┌─ TEXT BLOCK
I got to spend about an hour alone with him before they did it. They put us in an empty exam room. I talked to him and thanked him for being such a wonderful boy and giving me the privledge of being his person. When the time came he went to sleep in my arms.
There will certainly never be such a wonderful kitty friend again.


----------



## talullah (May 25, 2008)

I am so very sorry. None of us will ever have the words to take the grief away, but I hope you know that we hurt with you. I've been there. I know. But this is YOUR pain, and I hope you won't mind me keeping you in my prayers. (hug)


----------



## Jeanie (Jun 18, 2003)

I'm so sorry I missed this thread. I know what you mean by special. Now and then we bond with an animal in an inexplicable way, and it sounds as if you had that bond with Tucker. You know you did all you could to give Tucker a wonderful life...and as much as you love him, God loves him even more. I wish he could be with you, but I'm sure he's in the arms of angels. I believe you'll see him again. God bless.


----------



## Silver deer (Dec 31, 2007)

I can't imagine how difficult it must have been to lose someone so special. I feel for you, and I'm so sorry it happened. It sounds like he lived a very fulfilled life with you.


----------



## Leazie (Apr 14, 2007)

How are you doing? I am sorry it took me a while to find this thread. I hope that you are starting to feel even a little bit better.
└─
┌─ GIVEN DATA
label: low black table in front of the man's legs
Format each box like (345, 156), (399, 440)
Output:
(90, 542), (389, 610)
└─
┌─ GIVEN DATA
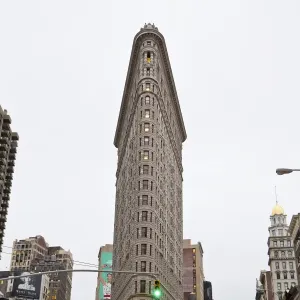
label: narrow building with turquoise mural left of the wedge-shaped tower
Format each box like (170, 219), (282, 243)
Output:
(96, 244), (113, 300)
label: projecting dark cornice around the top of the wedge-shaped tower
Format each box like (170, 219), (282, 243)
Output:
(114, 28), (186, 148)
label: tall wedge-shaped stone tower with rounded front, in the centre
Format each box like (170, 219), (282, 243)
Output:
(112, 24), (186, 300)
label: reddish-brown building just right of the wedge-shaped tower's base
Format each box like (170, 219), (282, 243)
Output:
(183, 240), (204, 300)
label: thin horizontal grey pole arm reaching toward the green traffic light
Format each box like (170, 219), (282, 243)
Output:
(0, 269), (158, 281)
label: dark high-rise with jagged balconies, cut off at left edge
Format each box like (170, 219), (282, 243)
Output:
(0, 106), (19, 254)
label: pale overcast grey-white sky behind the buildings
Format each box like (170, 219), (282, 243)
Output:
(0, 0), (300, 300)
└─
Supply what comes next in the forum thread of condolences over the loss of Tucker the cat, picking up after its last post. The listing has no connection to the thread.

(((HUGS)))


----------



## cindycinnamon (Jun 14, 2005)

I'm so sorry to hear of your loss! Tucker sounds like he one of those one in a millon cats from what you wrote. You post made me cry...he was a very handsome boy.  I do feel your pain as I just had to have one of mine PTS last month.   

*hugs*


----------



## CuteNCraze86 (Dec 29, 2007)

RIP Tucker.

and I am very sorry katlover13


----------



## Mitts & Tess (Sep 4, 2004)

Tucker sounds like a grand man! You had a big bond with him. Im so sorry for his sudden death. My heart goes out to you. May you find comfort in all the memories and I enjoyed reading about them!
(((((hugs))))))


----------



## Pinkerbelle (Jan 21, 2008)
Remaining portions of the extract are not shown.